■ TO BE DONE
Identify every line in the items that contains the string "leather", and copy each of those lines. Case counts.

-- Start of DATASET EXTRACT --

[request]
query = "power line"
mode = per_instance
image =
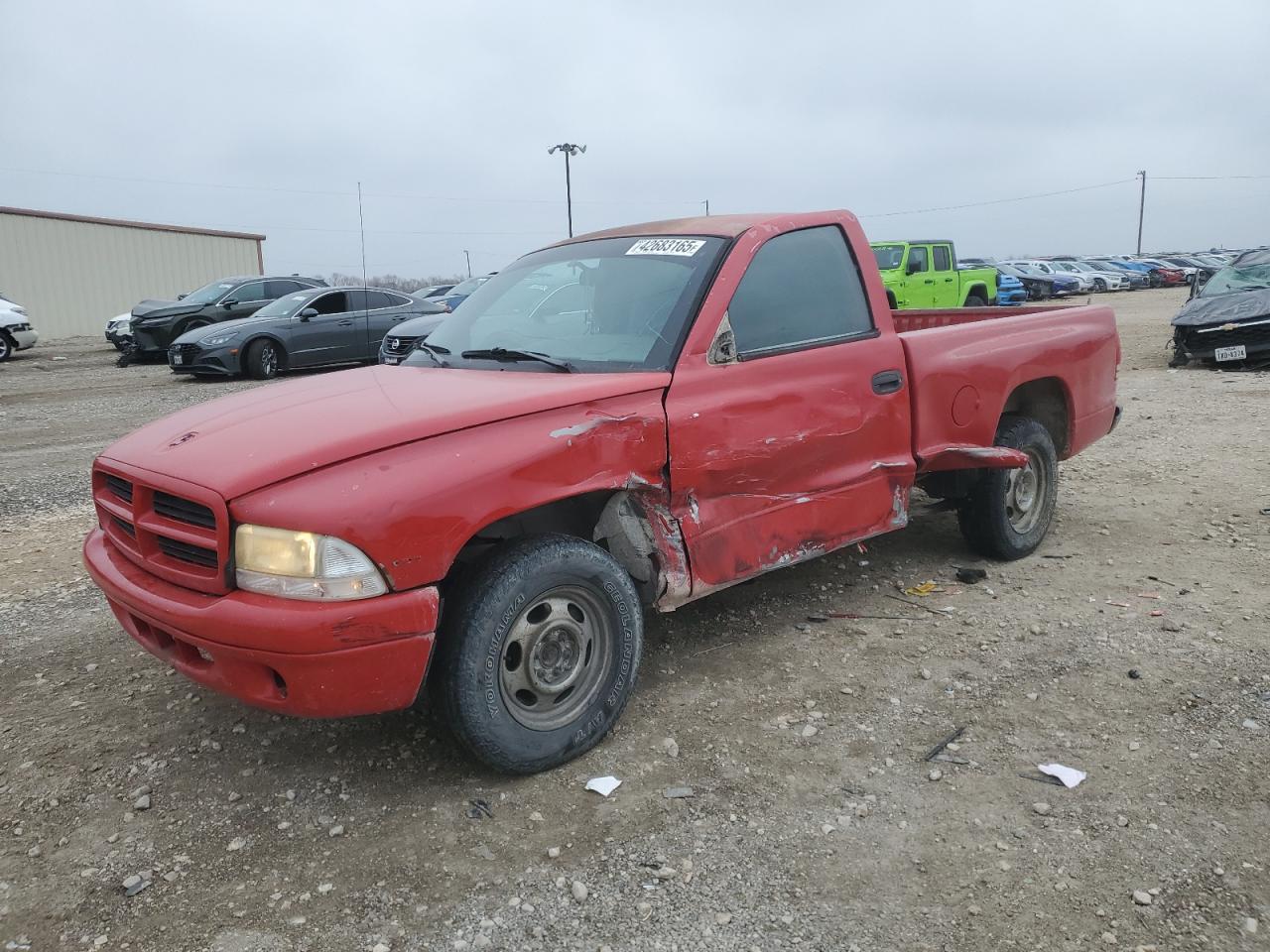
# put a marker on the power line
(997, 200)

-- End of DATASET EXTRACT --
-- Start of DATASET EXTRACT --

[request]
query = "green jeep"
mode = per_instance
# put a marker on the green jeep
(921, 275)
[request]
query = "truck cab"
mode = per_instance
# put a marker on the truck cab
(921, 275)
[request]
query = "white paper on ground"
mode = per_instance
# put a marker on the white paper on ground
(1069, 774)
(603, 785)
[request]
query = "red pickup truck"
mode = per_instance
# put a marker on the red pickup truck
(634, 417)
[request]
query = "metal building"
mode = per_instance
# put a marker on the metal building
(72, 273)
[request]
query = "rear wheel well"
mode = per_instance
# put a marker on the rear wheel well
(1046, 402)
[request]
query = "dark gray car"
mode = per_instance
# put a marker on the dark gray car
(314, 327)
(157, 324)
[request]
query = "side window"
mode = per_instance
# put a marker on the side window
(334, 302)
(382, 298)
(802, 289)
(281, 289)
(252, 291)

-- End of DATASET EXTRACT --
-- Start of DATASET EXTRACT --

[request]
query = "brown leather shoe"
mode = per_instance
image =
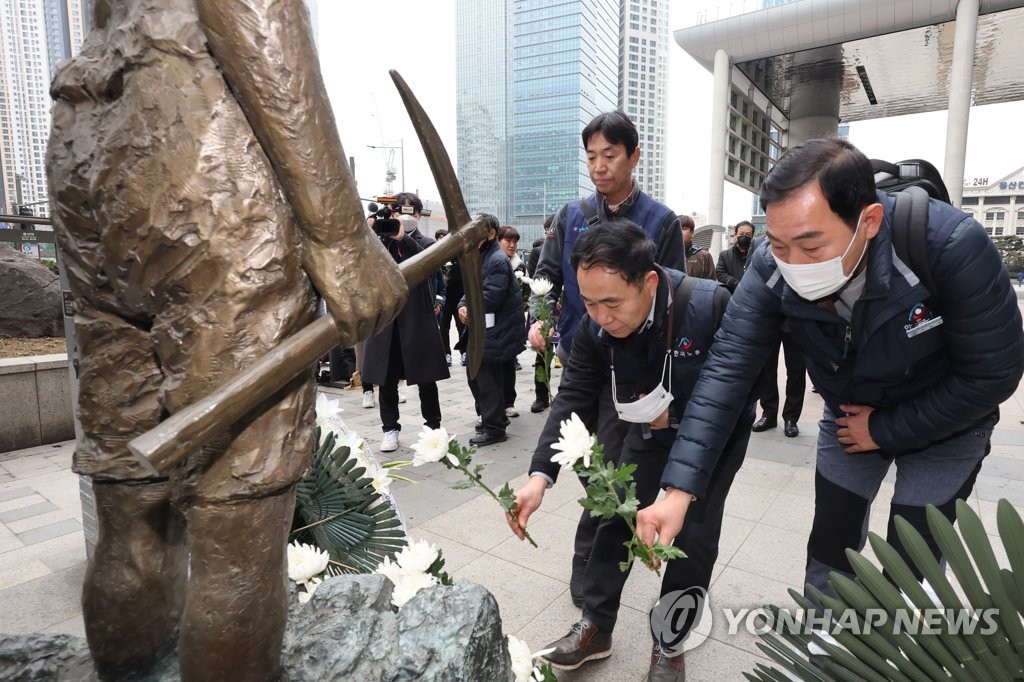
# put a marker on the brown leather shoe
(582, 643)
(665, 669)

-- End of DATASET EXTRACT --

■ ANSWER TO THE PROBLEM
query = "brown leather shoe"
# put a marker on the brown leather shoe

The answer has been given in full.